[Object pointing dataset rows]
- - -

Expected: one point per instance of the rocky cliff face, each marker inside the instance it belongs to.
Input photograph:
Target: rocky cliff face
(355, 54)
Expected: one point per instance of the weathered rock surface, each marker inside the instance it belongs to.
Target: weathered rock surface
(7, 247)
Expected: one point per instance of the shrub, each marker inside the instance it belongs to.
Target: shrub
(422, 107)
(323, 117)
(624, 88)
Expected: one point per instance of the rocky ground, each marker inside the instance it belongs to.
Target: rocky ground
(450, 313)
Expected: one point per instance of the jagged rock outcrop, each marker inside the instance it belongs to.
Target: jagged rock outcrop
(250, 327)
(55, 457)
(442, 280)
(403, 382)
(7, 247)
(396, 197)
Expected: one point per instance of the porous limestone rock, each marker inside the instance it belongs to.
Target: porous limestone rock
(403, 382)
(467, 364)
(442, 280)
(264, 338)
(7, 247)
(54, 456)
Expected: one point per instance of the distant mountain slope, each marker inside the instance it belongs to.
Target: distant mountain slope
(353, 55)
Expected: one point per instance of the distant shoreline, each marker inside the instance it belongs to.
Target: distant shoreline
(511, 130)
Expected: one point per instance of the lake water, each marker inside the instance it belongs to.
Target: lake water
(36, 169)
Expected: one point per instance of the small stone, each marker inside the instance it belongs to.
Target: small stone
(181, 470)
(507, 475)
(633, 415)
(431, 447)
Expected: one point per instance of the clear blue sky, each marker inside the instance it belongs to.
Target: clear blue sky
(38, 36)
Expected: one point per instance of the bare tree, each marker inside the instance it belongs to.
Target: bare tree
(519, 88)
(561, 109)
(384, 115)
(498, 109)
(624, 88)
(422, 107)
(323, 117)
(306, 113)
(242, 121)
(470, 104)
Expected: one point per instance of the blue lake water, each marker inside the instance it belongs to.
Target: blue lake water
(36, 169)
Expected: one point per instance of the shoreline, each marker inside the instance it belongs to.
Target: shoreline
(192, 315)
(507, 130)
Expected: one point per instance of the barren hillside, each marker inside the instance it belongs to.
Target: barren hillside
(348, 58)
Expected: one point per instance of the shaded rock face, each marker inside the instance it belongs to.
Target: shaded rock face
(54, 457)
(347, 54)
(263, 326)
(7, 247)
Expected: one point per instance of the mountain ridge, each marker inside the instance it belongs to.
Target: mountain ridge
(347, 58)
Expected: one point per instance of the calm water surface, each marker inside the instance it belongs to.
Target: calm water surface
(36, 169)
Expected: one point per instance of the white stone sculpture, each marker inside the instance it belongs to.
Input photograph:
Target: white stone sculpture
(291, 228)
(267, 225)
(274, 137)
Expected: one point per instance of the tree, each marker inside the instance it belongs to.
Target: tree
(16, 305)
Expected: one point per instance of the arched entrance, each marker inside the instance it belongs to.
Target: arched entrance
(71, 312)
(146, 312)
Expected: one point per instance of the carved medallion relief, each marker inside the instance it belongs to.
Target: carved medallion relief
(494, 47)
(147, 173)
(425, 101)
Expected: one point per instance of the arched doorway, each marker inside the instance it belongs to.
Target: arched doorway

- - -

* _OBJECTIVE_:
Repeat, without changes, every line from the one that contains "Expected: one point per instance of the calm" through the final line of the data.

* _FULL RESPONSE_:
Expected: one point per instance of the calm water surface, each marker inside the instance it belongs to.
Target: calm water surface
(36, 169)
Expected: one point per instance of the white stone sculpture, each marker inside the instance it belongs to.
Input photograph:
Target: white stone sculpture
(291, 228)
(267, 225)
(274, 137)
Expected: one point per instance of the tree, each marker inside the instance it belongs to.
Target: tree
(16, 305)
Expected: one point per instance of the arched entrance, each marker inside the instance it belongs to.
Target: arched entrance
(71, 312)
(146, 312)
Expected: one point per instance of the carved medallion relief, each marker inside the instance it belongs to.
Target: carved medallion relief
(494, 47)
(147, 173)
(425, 101)
Expected: one point per instance of the arched doorway, each marker inside the instance it belongs to.
Target: arched doorway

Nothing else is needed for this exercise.